CHALLENGE A: Would you transcribe the rows from the line containing "Practice. Put a dot on the paved" through the last line of the rows, leaving out the pictures?

SELECTED TEXT:
* * *
Tony Allen: the Afrobeat pioneer's 10 finest recordings

From simmering dancefloor fillers to defiant resistance anthems, we pick the best of the legendary drummer’s tracks

Listen to a playlist of Ammar’s selections:

Fela Kuti: Roforofo Fight (Roforofo Fight, 1972)

Fela Kuti: Roforofo Fight – video

Roforofo Fight is the earliest cohesive expression of Tony Allen and saxophonist Fela Kuti’s Afrobeat sound: part Yoruba polyrhythm, part Nigerian highlife melody, part calypso swing, and all shuffling swagger. Allen and Kuti had been playing together for the best part of eight years at this point, mixing highlife and jazz, but a 1969 trip to the US proved pivotal, exposing Kuti to the radicalism of the Black Panther movement and leading to the formulation of his militant aesthetic Africa ‘70 band. On the title track of Kuti’s second album to be recorded after the trip, Allen takes centre stage with his undulating groove, slapping the snare on the jaunty offbeats to counter Kuti’s forceful diction. An enticing taste of things to come.

Fela Kuti: Water No Get Enemy (Expensive Shit, 1975)
* * *
RECORDS PROVIDED:

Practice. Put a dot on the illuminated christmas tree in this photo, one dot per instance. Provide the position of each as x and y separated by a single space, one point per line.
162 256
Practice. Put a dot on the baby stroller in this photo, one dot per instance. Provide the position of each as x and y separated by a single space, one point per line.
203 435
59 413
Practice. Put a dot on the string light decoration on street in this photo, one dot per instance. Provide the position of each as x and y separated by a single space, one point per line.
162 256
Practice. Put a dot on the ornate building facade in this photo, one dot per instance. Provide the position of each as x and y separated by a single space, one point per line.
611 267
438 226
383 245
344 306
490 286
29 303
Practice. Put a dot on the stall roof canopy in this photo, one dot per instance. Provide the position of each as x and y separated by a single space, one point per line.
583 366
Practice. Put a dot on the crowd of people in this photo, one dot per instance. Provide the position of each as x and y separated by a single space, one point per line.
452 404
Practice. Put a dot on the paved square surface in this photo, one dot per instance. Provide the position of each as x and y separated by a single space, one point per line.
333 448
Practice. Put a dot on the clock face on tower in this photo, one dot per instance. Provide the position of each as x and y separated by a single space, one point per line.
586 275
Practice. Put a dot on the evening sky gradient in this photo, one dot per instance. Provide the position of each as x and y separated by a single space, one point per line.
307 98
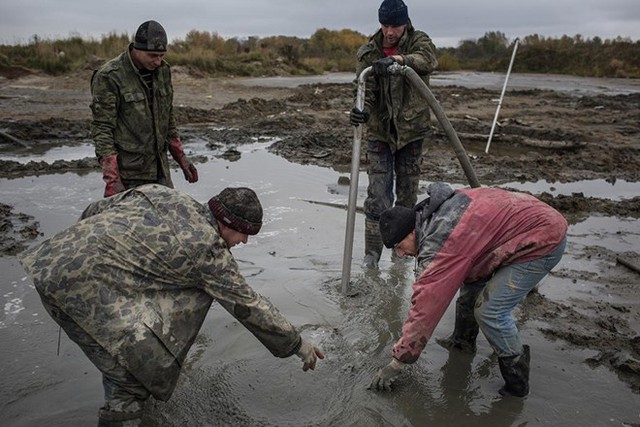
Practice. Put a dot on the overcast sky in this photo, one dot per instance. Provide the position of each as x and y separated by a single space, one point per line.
* * *
CHALLENGE B: Which years are mentioned in the piece on Tony Allen's recordings?

PROBLEM SOLUTION A:
Practice. Put a dot on the paved square surface in this photo, one dot per instance. Provide the position of each as x and y separated by a single space, one point per line.
333 448
Practice. Put a dot on the clock face on tower in this photo, one dot per instance. Provide the position of each as x and y separated by a single space, one point per line.
586 275
Practice. Put a dot on the evening sky gradient in this photo, one dot per instance. Provide the position of each as x and y separated by a single space, one point per line.
307 98
Practice. Put a dot on the overcast sky in this photo, one dot per instance. Provide the position of each as x and y separated by a single space, one point per line.

PROBLEM SOLUTION B:
1972
1969
1975